PROBLEMS TO SOLVE –
A. In the forum thread on the reinforcement learning action space, rewrite the paragraph beginning "With graph neural networks" more briefly and keep its main facts.
B. According to the forum thread on the reinforcement learning action space, what is chosen as the action in the paper?
C. Pick up the forum thread on the reinforcement learning action space after its final sentence and extend it.

SOURCE PASSAGE –
BEGIN

RobustFieldAutonomyLab/DRL_graph_exploration

A problem about action space of reinforcement learning in paper

zshzdt opened this issue · 4 comments

Hi, I want to ask you a question about paper.
In paper, choosing "frontier" is the action in RL, but as the robot moves, frontiers are constantly changing, which means the action space is constantly changing. In my impression,the action space should be stable in the standard reinforcement learning(or might be my impression could be wrong). How do you deal with this problem?
Thank you!

Yes, in this paper, the size of the action space is dynamic.

For standard reinforcement learning, the size of the action space is fixed because the neural network models are CNN-liked models. The output size of the traditional neural network models is required to be fixed.

With graph neural networks (GNNs), the size of the output can be unfixed. Hence we can have an action estimation with a dynamic action space size. For more information about GNNs, please read this paper https://arxiv.org/pdf/1901.00596.pdf and find PyTorch Geometric

Yes, in this paper, the size of the action space is dynamic.

For standard reinforcement learning, the size of the action space is fixed because the neural network models are CNN-liked models. The output size of the traditional neural network models is required to be fixed.

END

STORED DATA –
BEGIN

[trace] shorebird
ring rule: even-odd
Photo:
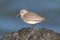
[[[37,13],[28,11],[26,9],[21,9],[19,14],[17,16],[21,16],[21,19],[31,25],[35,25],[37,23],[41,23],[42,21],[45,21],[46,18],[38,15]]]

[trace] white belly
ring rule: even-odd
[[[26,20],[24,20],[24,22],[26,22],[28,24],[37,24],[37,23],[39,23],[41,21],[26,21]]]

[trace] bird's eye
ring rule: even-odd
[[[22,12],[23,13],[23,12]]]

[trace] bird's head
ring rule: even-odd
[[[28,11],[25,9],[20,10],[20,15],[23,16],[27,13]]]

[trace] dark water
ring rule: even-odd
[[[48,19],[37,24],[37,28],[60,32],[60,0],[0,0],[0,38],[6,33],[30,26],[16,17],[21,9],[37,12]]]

END
BEGIN

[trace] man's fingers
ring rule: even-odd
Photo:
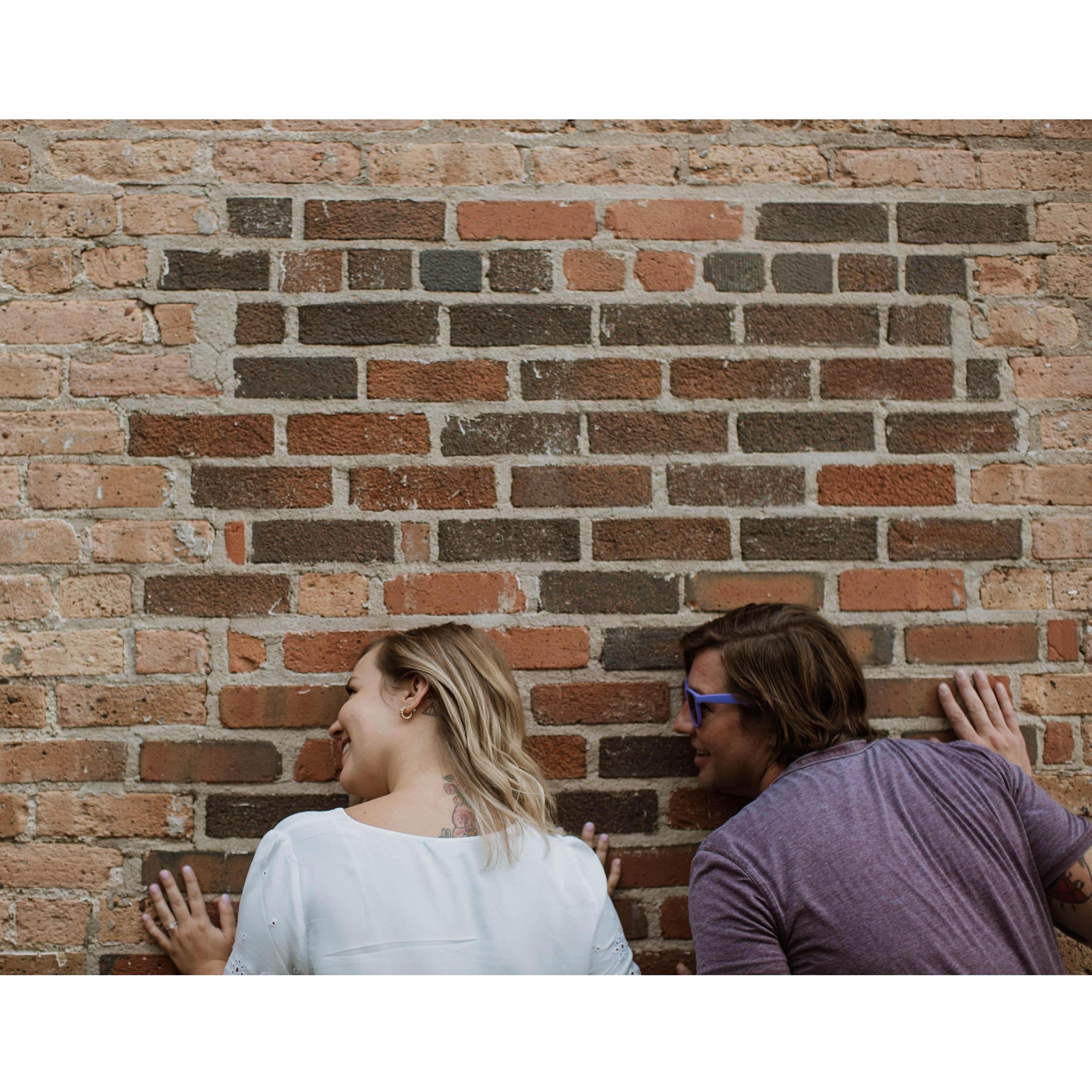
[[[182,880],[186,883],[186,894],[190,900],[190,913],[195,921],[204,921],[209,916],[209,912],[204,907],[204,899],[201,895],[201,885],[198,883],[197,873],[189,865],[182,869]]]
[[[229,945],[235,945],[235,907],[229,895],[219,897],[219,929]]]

END

ANSWERS BY TASK –
A. Graph neural networks allow an unfixed output size, so actions can be estimated over an action space of dynamic size. For more on GNNs, see the paper at https://arxiv.org/pdf/1901.00596.pdf and PyTorch Geometric.

B. A frontier.

C.
With graph neural networks (GNNs), the size of the output can be unfixed. Hence we can have an action estimation with a dynamic action space size. For more information about GNNs, please read this paper https://arxiv.org/pdf/1901.00596.pdf and find PyTorch Geometric

Thanks for your reply, but what I mean is not the dimension of action space, but the "content" or the range of the action space.
For example, for t1, candidate frontiers are (0,1)、(1,5)、(6,2); but for t2, candidate frontiers are changing to (1,2)、(3,5)、(8,9). So the range of action space is constantly changing. I am puzzled about this.
Thank you!

The range of the point coordinates is constantly changing under the global frame. However, in our paper, we only provide the local relative information between each frontier node and the current pose node to the robot because this local relative information has boundaries. This relative information is encoded in a feature vector in Eqs. (6) to (10). You can find more details from Section II (B Exploration Graph) in the paper (page 3). Hope this helps!

I get it, thank you !